■ PROMPT
Nothing but the lines from the one containing "of the white" through the last line should be written out, please, exactly as they stand.

■ SUPPLIED MATERIAL
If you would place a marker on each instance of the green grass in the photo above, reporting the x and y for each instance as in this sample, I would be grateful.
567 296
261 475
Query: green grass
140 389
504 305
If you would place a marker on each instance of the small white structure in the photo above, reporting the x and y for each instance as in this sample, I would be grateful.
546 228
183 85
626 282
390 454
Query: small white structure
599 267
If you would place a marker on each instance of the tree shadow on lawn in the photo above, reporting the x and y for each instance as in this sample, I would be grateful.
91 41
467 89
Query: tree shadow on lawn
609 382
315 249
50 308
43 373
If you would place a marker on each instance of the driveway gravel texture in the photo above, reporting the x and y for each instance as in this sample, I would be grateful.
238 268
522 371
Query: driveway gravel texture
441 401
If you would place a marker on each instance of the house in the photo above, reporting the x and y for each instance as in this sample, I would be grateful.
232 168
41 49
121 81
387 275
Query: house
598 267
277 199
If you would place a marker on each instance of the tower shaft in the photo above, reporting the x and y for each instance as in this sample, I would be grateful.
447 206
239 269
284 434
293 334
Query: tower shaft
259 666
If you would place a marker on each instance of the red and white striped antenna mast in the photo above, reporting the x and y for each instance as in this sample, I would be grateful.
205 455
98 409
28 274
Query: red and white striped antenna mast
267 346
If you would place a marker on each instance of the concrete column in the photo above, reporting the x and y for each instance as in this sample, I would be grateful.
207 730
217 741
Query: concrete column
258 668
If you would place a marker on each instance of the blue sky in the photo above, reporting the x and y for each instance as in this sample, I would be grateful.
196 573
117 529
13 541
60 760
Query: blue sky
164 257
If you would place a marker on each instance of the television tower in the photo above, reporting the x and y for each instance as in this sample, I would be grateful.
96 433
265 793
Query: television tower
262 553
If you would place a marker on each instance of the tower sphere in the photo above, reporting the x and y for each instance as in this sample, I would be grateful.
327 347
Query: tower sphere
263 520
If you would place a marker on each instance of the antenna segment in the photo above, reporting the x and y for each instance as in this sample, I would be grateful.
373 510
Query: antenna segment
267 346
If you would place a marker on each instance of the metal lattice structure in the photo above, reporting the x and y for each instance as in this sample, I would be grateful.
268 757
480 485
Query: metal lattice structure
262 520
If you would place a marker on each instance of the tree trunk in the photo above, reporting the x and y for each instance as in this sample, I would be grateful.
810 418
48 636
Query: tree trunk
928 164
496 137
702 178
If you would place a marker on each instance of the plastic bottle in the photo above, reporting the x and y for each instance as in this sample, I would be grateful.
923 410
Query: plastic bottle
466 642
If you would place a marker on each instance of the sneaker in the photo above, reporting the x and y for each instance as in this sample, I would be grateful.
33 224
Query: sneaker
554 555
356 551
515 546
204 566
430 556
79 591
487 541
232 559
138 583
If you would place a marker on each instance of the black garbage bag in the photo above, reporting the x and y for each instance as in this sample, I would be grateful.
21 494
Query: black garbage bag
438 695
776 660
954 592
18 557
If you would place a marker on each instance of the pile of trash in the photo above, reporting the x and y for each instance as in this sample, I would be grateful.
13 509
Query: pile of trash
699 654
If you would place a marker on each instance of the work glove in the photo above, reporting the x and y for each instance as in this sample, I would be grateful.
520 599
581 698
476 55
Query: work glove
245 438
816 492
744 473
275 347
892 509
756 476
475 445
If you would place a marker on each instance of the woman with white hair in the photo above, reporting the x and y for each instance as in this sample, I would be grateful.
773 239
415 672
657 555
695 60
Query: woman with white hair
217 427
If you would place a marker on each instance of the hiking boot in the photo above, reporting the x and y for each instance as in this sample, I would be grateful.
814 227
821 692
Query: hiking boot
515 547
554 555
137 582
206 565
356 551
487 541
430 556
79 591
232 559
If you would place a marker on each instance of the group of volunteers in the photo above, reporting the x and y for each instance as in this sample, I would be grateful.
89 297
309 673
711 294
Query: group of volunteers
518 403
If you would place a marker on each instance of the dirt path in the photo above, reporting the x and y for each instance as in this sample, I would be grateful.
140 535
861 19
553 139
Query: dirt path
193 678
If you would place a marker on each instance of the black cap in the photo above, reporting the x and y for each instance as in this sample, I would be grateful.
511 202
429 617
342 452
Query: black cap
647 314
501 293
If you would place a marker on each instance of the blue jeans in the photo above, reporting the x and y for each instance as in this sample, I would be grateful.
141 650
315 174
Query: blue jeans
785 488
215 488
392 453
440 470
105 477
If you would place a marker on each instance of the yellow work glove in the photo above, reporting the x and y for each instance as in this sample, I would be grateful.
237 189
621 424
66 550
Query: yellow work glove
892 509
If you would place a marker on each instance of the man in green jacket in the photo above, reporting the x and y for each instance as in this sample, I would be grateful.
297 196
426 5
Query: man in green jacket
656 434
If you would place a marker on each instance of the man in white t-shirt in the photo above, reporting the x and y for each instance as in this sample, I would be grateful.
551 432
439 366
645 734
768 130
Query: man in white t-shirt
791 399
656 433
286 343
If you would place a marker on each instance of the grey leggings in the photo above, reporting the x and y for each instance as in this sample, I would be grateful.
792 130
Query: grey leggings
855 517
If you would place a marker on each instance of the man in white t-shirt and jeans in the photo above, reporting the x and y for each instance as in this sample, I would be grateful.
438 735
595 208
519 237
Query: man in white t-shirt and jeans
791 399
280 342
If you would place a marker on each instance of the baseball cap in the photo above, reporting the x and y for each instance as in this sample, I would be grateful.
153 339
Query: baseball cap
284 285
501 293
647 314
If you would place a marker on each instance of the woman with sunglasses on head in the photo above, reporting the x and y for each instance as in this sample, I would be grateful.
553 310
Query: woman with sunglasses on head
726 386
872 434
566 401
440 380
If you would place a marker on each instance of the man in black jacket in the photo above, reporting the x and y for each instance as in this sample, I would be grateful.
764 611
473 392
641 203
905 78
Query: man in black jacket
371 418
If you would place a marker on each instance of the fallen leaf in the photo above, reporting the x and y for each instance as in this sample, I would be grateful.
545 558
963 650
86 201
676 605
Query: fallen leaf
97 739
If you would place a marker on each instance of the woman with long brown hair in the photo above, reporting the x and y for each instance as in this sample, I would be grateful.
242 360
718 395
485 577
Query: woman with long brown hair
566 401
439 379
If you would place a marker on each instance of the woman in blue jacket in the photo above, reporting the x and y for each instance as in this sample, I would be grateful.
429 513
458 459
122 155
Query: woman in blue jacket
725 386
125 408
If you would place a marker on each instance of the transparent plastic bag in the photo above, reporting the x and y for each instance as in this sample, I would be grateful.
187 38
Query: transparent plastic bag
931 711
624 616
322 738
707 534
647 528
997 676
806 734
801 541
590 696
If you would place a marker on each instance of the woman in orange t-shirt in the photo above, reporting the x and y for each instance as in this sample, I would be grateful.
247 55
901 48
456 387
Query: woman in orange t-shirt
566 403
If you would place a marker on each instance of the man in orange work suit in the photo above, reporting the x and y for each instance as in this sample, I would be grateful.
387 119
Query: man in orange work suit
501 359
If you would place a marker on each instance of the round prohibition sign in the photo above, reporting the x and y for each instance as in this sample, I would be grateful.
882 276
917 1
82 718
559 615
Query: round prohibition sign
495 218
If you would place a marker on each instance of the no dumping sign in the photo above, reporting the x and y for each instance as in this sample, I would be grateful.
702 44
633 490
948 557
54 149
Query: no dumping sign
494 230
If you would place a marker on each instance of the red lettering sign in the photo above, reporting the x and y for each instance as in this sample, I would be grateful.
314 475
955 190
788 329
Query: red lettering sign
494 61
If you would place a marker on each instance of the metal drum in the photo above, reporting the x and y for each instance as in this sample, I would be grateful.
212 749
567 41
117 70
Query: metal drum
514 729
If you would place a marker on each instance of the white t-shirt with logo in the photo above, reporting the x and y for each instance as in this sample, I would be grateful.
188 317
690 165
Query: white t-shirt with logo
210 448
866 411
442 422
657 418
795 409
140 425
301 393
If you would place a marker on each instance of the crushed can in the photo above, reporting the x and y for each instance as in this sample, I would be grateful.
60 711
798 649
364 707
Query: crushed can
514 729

■ FINISHED EXERCISE
If you would place a marker on each instance of the white t-shirt with logo in the photo above, reporting the x and y for each instance as in this sample, I would be grateful.
188 317
690 165
Query: white t-shirt with logo
210 448
866 411
442 422
657 418
795 409
140 425
301 393
If you would place a marker on each instance of the crushed can in the photo above, reporting the x and y for each instance as in this sample, I would be grateful.
60 711
798 649
364 707
Query: crushed can
514 729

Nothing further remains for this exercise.